Exercise materials section start

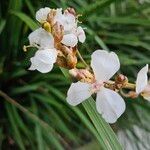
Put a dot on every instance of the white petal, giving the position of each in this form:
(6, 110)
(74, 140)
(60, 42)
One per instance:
(43, 60)
(104, 64)
(41, 14)
(41, 38)
(81, 34)
(142, 79)
(110, 104)
(78, 92)
(70, 40)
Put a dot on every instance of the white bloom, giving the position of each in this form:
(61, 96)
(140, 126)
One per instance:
(142, 86)
(41, 14)
(108, 102)
(41, 38)
(43, 60)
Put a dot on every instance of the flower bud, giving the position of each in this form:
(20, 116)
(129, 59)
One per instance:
(50, 17)
(71, 11)
(83, 75)
(47, 27)
(58, 32)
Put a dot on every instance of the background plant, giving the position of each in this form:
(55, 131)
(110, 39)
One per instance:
(122, 26)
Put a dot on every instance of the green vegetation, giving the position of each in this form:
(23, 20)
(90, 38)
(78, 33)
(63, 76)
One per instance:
(36, 115)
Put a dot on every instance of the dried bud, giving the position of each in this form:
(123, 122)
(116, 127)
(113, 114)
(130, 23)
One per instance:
(58, 32)
(132, 94)
(71, 11)
(47, 26)
(50, 17)
(83, 75)
(120, 81)
(71, 61)
(61, 61)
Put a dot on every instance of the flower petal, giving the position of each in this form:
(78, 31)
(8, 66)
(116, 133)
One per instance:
(78, 92)
(41, 14)
(43, 60)
(70, 40)
(142, 79)
(104, 64)
(42, 38)
(81, 34)
(110, 104)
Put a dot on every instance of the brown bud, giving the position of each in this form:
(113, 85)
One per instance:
(83, 75)
(61, 61)
(132, 94)
(120, 81)
(71, 11)
(50, 17)
(71, 61)
(58, 32)
(47, 27)
(121, 78)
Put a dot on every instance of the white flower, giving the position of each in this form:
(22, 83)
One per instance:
(41, 38)
(108, 102)
(41, 14)
(43, 60)
(142, 86)
(72, 38)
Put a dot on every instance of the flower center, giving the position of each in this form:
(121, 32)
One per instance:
(96, 86)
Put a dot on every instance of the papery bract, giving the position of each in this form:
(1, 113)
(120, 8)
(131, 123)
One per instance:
(41, 38)
(41, 14)
(108, 102)
(43, 60)
(142, 86)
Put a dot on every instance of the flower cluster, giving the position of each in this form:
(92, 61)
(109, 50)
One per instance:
(56, 42)
(56, 39)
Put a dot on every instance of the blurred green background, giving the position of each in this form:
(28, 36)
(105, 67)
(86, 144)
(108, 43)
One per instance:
(122, 26)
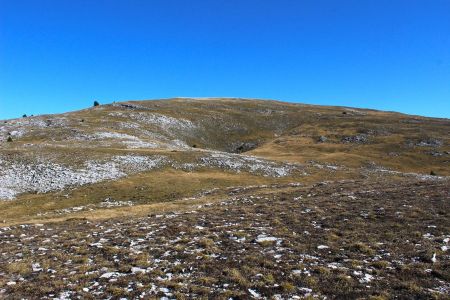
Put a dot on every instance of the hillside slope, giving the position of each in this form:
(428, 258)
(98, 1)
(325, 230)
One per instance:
(162, 150)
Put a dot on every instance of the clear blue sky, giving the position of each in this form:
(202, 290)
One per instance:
(60, 55)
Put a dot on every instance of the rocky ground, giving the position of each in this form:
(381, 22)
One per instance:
(224, 198)
(345, 239)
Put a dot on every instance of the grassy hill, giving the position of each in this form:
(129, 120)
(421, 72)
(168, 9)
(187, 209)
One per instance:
(224, 198)
(163, 150)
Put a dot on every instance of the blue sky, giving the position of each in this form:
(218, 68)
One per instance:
(60, 55)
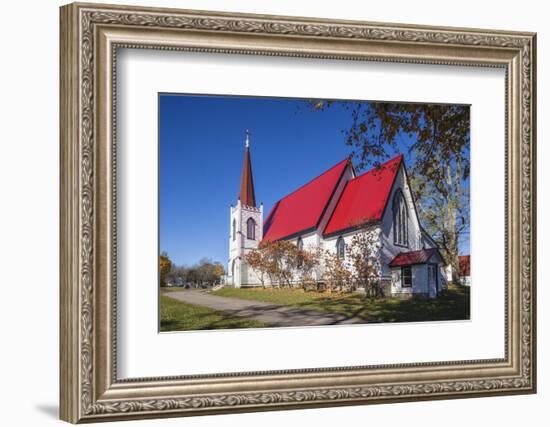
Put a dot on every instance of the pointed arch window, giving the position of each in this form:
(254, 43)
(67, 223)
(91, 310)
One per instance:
(400, 220)
(340, 248)
(251, 229)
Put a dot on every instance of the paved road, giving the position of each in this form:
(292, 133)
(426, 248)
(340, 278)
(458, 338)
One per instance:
(274, 314)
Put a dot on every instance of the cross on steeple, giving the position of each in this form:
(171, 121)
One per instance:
(246, 193)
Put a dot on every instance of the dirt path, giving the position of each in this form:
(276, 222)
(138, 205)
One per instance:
(274, 314)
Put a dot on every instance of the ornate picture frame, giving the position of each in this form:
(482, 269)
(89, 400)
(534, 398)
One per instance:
(90, 37)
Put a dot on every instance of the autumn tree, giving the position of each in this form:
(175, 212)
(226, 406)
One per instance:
(305, 262)
(364, 255)
(336, 272)
(257, 260)
(165, 267)
(436, 140)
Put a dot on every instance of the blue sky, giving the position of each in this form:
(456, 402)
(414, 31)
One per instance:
(201, 155)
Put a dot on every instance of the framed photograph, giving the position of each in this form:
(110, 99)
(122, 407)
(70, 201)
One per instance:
(266, 213)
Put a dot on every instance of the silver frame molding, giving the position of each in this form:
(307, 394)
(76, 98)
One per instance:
(90, 37)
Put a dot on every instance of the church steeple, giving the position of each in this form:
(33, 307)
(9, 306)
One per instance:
(246, 193)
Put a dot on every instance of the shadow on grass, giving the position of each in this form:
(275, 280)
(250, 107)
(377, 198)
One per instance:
(453, 304)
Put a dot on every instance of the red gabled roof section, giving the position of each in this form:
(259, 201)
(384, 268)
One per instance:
(302, 209)
(415, 257)
(364, 198)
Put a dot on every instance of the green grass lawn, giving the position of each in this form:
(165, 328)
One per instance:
(453, 304)
(180, 316)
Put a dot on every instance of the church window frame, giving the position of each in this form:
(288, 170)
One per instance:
(340, 248)
(251, 229)
(400, 220)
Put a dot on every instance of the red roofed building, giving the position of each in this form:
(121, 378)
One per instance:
(326, 212)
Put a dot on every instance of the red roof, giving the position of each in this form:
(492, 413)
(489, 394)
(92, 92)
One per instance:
(364, 198)
(464, 262)
(302, 210)
(414, 257)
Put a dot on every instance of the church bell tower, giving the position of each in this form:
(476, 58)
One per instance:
(246, 227)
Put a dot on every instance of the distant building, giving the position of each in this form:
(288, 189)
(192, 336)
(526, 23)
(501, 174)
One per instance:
(328, 211)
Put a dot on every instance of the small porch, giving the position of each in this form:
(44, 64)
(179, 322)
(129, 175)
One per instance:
(417, 273)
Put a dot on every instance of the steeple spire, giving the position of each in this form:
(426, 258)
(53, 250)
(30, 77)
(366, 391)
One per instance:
(246, 193)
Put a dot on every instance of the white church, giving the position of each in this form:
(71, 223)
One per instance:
(328, 211)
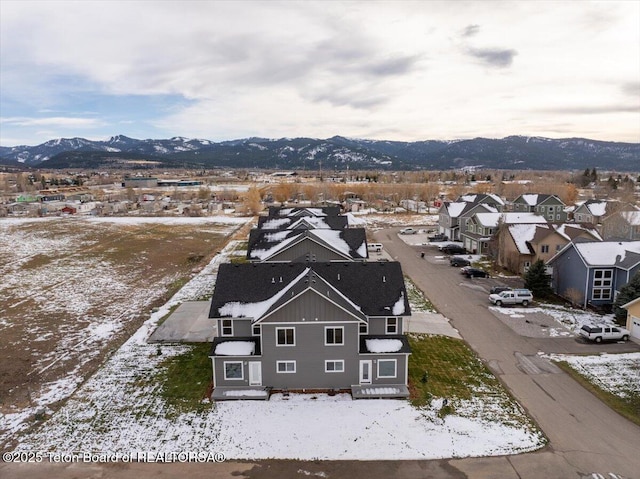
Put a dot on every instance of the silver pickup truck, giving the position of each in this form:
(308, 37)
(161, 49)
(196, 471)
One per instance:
(512, 296)
(603, 332)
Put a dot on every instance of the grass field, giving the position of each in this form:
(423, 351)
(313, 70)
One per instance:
(74, 289)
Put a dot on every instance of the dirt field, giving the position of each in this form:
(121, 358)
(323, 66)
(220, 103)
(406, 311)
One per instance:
(73, 289)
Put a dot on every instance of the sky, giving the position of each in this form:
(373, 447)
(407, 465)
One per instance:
(396, 70)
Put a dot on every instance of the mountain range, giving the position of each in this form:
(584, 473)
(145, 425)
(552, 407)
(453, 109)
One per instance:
(513, 152)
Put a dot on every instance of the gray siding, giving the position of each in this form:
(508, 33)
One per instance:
(569, 272)
(378, 326)
(241, 327)
(310, 354)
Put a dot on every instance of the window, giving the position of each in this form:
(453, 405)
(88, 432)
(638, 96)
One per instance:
(334, 366)
(333, 336)
(233, 370)
(285, 336)
(286, 367)
(387, 368)
(392, 326)
(227, 327)
(602, 282)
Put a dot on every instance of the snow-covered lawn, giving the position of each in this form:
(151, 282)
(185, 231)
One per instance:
(618, 374)
(69, 286)
(120, 410)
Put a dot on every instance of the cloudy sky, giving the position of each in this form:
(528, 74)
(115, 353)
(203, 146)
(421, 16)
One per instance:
(369, 69)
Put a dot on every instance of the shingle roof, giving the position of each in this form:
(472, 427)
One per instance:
(350, 242)
(377, 289)
(310, 211)
(290, 222)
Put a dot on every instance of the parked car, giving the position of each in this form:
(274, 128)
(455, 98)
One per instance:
(499, 289)
(452, 249)
(438, 237)
(458, 261)
(470, 272)
(512, 296)
(604, 332)
(375, 247)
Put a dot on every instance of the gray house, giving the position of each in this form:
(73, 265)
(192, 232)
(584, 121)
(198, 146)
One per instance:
(310, 326)
(592, 273)
(308, 245)
(549, 206)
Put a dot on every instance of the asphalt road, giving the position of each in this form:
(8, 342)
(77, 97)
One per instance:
(585, 436)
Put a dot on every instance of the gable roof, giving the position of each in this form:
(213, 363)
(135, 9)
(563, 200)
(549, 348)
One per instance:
(492, 219)
(282, 211)
(253, 290)
(351, 243)
(338, 222)
(533, 199)
(621, 254)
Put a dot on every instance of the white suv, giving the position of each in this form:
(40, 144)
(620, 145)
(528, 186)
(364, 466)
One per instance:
(603, 332)
(512, 296)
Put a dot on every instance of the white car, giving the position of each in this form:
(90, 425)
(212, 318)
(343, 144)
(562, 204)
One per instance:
(604, 332)
(512, 296)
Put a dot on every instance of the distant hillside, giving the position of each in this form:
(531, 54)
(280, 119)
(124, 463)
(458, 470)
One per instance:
(513, 152)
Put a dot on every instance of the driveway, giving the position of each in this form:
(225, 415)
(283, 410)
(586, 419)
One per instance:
(585, 435)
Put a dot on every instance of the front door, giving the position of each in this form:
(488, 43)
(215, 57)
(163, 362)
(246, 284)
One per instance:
(255, 373)
(365, 371)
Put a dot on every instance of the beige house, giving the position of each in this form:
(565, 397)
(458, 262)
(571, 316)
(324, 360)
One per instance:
(525, 243)
(633, 318)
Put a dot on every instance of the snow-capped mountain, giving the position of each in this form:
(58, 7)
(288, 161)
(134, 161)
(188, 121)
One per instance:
(513, 152)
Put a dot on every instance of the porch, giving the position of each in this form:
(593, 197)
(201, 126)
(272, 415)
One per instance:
(386, 391)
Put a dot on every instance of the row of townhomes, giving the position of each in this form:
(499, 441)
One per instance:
(591, 250)
(309, 312)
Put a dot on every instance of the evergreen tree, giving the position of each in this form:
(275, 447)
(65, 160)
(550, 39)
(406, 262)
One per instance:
(628, 292)
(538, 280)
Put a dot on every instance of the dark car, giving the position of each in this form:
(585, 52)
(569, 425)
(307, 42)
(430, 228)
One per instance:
(499, 289)
(470, 272)
(453, 249)
(458, 261)
(438, 237)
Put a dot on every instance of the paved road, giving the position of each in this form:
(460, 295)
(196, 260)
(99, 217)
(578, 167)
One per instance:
(585, 435)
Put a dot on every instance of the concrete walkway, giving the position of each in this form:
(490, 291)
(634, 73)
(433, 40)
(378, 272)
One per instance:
(189, 323)
(430, 323)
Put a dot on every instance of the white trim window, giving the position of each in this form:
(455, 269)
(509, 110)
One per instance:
(285, 336)
(227, 327)
(334, 366)
(387, 368)
(602, 283)
(334, 335)
(285, 367)
(391, 326)
(233, 370)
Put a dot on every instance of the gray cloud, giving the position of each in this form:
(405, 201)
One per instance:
(631, 88)
(591, 110)
(470, 30)
(495, 57)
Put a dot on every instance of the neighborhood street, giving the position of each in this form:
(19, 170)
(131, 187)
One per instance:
(585, 435)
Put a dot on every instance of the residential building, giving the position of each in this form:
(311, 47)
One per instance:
(592, 273)
(549, 206)
(310, 326)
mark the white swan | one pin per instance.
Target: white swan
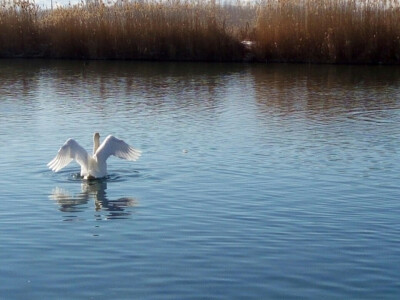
(93, 166)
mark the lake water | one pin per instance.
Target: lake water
(255, 182)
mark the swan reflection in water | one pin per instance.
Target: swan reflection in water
(95, 189)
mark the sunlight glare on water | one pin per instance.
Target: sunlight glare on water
(256, 181)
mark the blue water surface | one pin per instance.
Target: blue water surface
(255, 182)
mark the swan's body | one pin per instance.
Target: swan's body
(93, 166)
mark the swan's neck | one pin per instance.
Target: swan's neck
(96, 143)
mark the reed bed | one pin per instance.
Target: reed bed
(326, 31)
(329, 31)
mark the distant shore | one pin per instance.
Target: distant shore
(343, 32)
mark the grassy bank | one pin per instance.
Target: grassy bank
(325, 31)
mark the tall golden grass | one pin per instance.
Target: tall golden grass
(329, 31)
(325, 31)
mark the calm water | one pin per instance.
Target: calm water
(268, 181)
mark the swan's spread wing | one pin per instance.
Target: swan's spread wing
(118, 148)
(68, 152)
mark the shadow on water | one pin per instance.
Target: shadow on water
(96, 190)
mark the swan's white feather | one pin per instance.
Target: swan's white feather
(70, 151)
(93, 166)
(118, 148)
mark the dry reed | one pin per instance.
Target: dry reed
(326, 31)
(329, 31)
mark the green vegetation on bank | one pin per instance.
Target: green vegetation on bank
(326, 31)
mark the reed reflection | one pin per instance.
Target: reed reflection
(95, 190)
(325, 92)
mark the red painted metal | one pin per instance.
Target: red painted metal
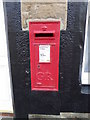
(44, 38)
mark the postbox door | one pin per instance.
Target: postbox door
(45, 67)
(44, 55)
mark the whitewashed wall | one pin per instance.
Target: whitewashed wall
(5, 88)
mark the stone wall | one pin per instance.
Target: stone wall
(43, 10)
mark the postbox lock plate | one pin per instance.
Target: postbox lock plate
(44, 53)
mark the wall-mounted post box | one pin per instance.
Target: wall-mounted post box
(44, 55)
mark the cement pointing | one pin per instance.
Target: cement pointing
(45, 10)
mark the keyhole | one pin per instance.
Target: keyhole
(38, 66)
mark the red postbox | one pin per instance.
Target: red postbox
(44, 55)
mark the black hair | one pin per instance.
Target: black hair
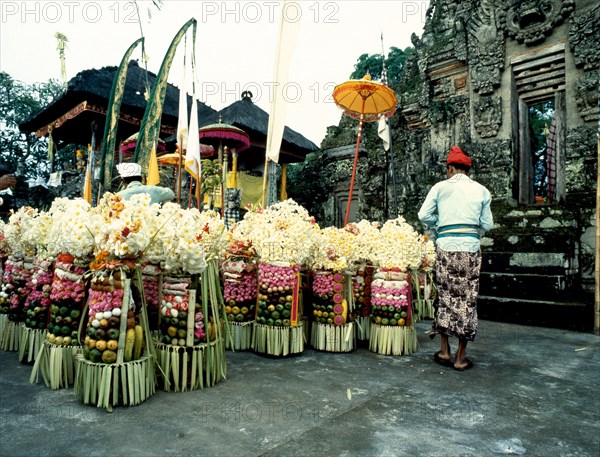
(460, 166)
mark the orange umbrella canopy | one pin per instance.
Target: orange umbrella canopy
(173, 159)
(365, 97)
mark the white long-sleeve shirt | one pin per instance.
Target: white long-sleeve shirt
(460, 206)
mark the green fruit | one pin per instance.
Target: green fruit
(95, 355)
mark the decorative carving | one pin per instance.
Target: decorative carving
(585, 39)
(581, 168)
(486, 49)
(488, 112)
(587, 95)
(530, 21)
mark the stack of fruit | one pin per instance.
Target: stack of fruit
(278, 329)
(150, 278)
(67, 298)
(240, 290)
(392, 329)
(38, 301)
(361, 294)
(329, 305)
(277, 295)
(106, 315)
(35, 310)
(174, 308)
(391, 299)
(333, 329)
(240, 294)
(14, 294)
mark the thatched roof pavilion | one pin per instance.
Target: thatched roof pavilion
(82, 107)
(255, 121)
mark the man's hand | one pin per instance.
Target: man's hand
(7, 181)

Exercise materials section end

== What needs to be done ==
The answer must be an exact copy of the lines above, from the start of the records through the line with "Put a dot on every instance of the flower bud, giving", and of nothing else; no pictures belong in it.

== Your solution ==
Put a dot on every instance of the white petal, giving the position of each in this form:
(6, 110)
(74, 140)
(60, 42)
One per instance:
(43, 60)
(104, 64)
(41, 14)
(41, 38)
(81, 34)
(142, 79)
(110, 104)
(78, 92)
(70, 40)
Put a dot on every instance of the white bloom, giving the position of each in this form:
(61, 96)
(140, 126)
One per instance:
(142, 86)
(41, 14)
(108, 102)
(41, 38)
(43, 60)
Put a dot on every instance of the flower bud, giving the position of each in this form:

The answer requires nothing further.